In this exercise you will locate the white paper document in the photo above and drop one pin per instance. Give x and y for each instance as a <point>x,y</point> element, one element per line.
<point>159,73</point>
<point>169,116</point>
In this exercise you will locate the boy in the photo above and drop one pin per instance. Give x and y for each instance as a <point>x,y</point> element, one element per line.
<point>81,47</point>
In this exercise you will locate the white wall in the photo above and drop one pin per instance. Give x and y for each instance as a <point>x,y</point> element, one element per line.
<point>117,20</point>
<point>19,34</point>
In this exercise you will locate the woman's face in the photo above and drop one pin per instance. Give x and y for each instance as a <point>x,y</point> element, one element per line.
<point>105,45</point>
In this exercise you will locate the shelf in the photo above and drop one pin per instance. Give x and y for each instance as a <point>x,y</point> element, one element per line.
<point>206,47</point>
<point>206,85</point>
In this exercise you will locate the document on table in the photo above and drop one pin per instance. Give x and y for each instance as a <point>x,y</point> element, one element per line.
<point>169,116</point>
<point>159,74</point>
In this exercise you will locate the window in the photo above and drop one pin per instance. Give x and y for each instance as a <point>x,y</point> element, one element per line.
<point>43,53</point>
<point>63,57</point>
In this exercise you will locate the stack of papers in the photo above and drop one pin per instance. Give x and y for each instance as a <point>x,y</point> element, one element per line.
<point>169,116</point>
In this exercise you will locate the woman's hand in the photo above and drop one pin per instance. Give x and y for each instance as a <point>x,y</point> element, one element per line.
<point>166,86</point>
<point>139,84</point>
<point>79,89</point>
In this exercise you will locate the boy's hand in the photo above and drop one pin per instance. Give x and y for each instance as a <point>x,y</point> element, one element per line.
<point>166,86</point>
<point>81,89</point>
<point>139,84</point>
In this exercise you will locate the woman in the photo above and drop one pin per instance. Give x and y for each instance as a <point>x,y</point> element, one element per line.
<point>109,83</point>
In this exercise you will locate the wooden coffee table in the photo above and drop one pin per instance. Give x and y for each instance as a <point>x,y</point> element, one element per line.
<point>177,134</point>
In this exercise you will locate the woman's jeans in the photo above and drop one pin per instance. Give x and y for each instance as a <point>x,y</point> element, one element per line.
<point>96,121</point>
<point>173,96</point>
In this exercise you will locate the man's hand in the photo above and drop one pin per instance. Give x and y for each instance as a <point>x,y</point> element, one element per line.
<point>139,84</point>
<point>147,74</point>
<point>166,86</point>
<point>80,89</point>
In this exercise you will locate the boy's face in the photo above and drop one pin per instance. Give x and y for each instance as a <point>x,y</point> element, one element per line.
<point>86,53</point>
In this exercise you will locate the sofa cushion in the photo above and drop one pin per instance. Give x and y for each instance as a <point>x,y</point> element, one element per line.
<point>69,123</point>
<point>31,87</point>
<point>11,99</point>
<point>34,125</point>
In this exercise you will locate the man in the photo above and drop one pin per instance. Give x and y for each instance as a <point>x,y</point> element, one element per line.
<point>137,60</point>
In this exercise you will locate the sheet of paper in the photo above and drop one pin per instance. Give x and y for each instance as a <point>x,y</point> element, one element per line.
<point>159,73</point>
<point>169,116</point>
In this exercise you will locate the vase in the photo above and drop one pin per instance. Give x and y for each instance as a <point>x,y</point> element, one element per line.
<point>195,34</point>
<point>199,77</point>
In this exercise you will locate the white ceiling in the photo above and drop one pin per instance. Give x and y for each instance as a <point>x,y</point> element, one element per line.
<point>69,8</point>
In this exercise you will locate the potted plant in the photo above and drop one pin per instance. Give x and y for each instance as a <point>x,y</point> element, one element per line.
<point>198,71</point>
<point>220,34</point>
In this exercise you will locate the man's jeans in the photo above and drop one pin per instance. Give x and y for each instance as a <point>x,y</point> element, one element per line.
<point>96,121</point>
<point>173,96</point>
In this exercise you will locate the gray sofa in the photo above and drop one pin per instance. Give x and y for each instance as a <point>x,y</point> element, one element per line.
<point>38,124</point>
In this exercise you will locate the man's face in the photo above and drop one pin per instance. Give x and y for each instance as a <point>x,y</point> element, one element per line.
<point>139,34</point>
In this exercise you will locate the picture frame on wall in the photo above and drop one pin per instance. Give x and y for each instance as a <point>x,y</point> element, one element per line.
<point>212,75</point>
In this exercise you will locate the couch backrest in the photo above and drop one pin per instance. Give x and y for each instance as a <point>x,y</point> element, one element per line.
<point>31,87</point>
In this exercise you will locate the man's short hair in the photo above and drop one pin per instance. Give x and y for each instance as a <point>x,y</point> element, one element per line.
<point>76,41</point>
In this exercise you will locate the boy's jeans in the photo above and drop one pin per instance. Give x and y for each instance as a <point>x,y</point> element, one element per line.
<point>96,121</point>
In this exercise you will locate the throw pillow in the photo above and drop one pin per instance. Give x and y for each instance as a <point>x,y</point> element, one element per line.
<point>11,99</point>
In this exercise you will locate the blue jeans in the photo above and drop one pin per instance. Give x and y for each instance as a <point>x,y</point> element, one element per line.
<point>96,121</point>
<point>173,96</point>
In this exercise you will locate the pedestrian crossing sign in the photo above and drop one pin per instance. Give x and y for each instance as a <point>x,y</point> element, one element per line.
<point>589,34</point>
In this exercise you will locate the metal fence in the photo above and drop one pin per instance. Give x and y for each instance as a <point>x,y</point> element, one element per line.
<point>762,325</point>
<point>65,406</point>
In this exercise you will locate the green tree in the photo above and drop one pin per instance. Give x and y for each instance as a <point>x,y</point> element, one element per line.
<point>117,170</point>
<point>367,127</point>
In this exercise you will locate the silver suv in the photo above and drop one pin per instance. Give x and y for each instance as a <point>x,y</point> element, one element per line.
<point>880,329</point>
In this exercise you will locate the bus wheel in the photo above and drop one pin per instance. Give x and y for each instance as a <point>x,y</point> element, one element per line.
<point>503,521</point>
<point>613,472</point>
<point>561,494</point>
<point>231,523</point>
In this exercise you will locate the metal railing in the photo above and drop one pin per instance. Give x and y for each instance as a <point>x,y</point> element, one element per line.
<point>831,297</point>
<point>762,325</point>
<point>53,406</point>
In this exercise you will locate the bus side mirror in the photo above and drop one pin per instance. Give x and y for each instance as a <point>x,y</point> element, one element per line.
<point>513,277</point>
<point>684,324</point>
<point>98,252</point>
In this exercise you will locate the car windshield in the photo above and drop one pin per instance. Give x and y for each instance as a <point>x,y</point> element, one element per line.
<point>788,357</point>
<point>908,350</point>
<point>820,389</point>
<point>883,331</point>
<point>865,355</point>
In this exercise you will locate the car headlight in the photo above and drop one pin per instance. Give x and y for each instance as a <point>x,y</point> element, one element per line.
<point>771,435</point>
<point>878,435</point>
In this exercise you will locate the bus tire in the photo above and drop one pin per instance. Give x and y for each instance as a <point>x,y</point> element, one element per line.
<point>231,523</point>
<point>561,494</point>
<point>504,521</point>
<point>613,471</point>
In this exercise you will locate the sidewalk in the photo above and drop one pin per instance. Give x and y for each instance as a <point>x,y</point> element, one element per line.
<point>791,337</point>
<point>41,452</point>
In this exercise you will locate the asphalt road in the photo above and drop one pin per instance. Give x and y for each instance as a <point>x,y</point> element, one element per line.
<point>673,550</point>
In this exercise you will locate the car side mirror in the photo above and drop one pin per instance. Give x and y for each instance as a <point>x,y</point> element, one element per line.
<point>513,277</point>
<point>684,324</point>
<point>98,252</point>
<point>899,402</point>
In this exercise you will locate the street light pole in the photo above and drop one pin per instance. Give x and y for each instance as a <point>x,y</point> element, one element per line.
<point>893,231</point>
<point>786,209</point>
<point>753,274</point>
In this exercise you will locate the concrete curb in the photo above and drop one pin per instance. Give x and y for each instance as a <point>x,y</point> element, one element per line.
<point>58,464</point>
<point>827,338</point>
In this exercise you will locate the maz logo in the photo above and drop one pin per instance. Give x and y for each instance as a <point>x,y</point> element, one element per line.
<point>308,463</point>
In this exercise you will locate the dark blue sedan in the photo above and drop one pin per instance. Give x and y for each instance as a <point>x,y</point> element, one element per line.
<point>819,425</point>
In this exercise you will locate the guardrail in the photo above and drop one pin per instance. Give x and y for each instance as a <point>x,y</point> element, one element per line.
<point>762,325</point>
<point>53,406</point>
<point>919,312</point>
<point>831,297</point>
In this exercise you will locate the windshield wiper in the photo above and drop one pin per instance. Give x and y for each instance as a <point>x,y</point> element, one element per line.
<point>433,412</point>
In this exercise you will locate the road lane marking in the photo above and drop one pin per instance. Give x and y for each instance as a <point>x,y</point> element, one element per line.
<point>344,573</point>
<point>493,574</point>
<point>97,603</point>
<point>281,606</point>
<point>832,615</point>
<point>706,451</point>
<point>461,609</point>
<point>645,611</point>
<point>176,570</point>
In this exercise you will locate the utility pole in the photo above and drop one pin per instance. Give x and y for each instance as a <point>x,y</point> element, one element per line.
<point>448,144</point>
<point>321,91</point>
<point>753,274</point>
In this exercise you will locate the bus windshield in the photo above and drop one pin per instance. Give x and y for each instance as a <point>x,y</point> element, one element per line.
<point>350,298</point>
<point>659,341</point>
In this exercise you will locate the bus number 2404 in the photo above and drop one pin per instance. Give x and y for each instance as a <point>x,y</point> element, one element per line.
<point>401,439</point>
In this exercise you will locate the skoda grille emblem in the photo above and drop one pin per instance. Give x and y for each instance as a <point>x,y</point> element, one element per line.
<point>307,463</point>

----

### Exercise details
Transcribe exactly the line containing "In this exercise you will locate the road" and all remaining lines of the material, ending with the last one.

### Result
In this exercise you will locate the road lane marking in the photo above and drop one pin per instance. Give x and y for each instance as a <point>x,y</point> element, one element per line.
<point>344,573</point>
<point>493,574</point>
<point>97,603</point>
<point>281,606</point>
<point>832,615</point>
<point>706,451</point>
<point>461,609</point>
<point>645,611</point>
<point>176,570</point>
In this exercise you will locate the utility pole in the photo above and drop one pin per instance. Give x and y for each instance as a <point>x,y</point> element, one element per line.
<point>448,144</point>
<point>321,91</point>
<point>753,274</point>
In this exercise you will locate the bus windshield in the photo above and drop one pin per instance. Give x and y for each instance as a <point>x,y</point> element, one element per line.
<point>350,298</point>
<point>659,341</point>
In this exercise you will locate the bus number 2404 in the photo above and drop one pin per instance. Give x and y for each instance as a <point>x,y</point> element, one element per line.
<point>401,439</point>
In this exercise you will locate the skoda grille emblem in the photo above and drop one pin per instance. Give x and y for each instance as a <point>x,y</point> element, one element per line.
<point>307,463</point>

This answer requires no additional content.